_TEXTAUSZUG:_
+--

Hericum einaceus, Pilz für das Nervensystem

Polyneuropathie: Schmerzschutz durch Hericium?

Langjährig erhöhte Blutzuckerkonzentrationen schädigen die Nervenzellen von Diabetikern. Neuropathische Schmerzen, die auch als Nervenschmerzen bezeichnet werden, treten bei etwa 20 Prozent der Diabetiker auf. Zum Schmerz kommen weitere Symptome hinzu, Missempfindungen wie Kribbeln, Brennen oder Überempfindlichkeit gegenüber Berührungen. „Diabetische Polyneuropathie“ heißt die Diagnose, von der in Deutschland etwa eine Million Diabetespatienten betroffen sind.

Leider werden die Schmerzen in diesen Fällen häufig chronisch und die Therapie gilt als schwierig, oft begrenzen Nebenwirkungen den Einsatz von Medikamenten. Nicht selten werden mehrere verschiedene Arzneimittel in Kombination benötigt, oft ist auch der Einsatz von Antidepressiva nötig.

Auf der Suche nach einer pflanzlichen Behandlungsalternative stießen Wissenschaftler mehrerer chinesischer Universitäten auf den Pilz Hericium erinaceus. Der Affenkopfpilz, wie er bei uns oft genannt wird, wächst auf alten Laubbäumen. In Japan und China wird er schon lange als Speisepilz geschätzt, mittlerweile genießt er in der Fachwelt auch wegen seiner pharmakologischen Wirkungen Aufmerksamkeit. Untersuchungsergebnisse sprachen beispielsweise dafür, dass Hericium gegen Ängstlichkeit und Depressivität wirkt. Bisher gibt es noch keine Untersuchungen, die sich mit diabetischen Komplikationen beschäftigen.

+--

_VORLIEGENDES MATERIAL:_
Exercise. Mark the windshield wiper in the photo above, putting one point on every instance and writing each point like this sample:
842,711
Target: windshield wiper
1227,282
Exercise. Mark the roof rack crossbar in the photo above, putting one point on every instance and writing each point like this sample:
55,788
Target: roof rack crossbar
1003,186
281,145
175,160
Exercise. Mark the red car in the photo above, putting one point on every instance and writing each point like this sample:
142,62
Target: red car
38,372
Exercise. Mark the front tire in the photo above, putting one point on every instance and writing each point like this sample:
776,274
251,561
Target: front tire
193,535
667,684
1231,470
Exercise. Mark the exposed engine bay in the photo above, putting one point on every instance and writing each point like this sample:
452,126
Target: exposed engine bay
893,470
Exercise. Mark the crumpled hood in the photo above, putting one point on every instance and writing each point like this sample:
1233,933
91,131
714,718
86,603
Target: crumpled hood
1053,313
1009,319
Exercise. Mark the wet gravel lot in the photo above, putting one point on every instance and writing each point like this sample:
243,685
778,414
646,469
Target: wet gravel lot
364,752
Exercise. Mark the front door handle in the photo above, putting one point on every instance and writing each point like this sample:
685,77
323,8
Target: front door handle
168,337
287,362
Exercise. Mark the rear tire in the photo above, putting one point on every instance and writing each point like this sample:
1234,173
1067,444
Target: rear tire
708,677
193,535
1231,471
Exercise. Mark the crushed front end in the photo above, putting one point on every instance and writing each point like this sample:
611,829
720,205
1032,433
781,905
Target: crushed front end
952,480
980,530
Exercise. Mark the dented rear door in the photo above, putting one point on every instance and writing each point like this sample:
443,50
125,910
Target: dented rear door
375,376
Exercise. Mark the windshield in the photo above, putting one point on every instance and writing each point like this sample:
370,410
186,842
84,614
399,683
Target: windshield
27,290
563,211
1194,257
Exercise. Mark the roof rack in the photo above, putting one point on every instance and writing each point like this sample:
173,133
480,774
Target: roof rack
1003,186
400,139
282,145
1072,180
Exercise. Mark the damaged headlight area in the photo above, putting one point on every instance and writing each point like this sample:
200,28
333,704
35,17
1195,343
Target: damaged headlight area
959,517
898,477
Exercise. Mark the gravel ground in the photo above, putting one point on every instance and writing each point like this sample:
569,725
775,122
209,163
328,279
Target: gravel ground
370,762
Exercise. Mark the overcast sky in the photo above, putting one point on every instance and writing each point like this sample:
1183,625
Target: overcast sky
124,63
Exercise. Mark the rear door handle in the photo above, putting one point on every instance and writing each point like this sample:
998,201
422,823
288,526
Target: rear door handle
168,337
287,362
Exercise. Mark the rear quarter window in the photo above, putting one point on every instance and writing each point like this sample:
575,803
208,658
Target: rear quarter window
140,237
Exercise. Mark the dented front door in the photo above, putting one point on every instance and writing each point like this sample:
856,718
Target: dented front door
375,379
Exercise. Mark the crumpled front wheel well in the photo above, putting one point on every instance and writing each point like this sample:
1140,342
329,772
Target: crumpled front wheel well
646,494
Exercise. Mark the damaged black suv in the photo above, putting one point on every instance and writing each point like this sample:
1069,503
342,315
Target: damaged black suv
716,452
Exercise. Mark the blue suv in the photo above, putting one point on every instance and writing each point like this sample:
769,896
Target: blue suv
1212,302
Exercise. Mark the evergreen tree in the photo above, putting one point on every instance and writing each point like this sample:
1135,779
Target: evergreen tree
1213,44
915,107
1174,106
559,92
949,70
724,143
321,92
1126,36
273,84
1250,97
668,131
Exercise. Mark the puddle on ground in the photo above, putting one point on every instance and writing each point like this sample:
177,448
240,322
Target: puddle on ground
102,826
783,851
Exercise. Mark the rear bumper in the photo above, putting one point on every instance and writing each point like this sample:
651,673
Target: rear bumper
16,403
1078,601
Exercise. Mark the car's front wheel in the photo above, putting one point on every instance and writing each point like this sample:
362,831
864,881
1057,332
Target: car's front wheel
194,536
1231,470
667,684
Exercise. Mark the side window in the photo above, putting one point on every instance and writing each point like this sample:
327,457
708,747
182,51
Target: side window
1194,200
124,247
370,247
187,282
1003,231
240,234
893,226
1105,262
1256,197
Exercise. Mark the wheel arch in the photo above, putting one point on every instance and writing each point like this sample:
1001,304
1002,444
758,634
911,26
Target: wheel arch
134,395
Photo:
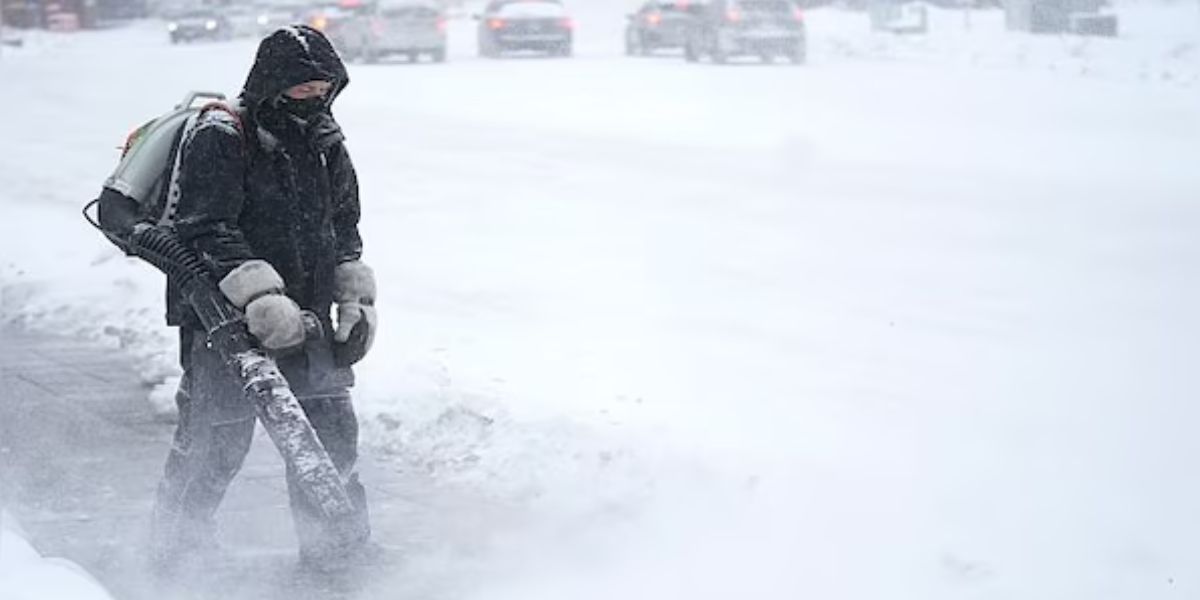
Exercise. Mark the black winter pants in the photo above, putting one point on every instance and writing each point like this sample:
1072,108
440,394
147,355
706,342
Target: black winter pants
216,425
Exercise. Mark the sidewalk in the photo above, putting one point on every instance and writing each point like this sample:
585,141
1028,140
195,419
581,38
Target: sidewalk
81,454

+--

Wie viele Diabetespatienten in Deutschland haben laut dem Text über den Pilz Hericium die Diagnose „Diabetische Polyneuropathie“?

Etwa eine Million.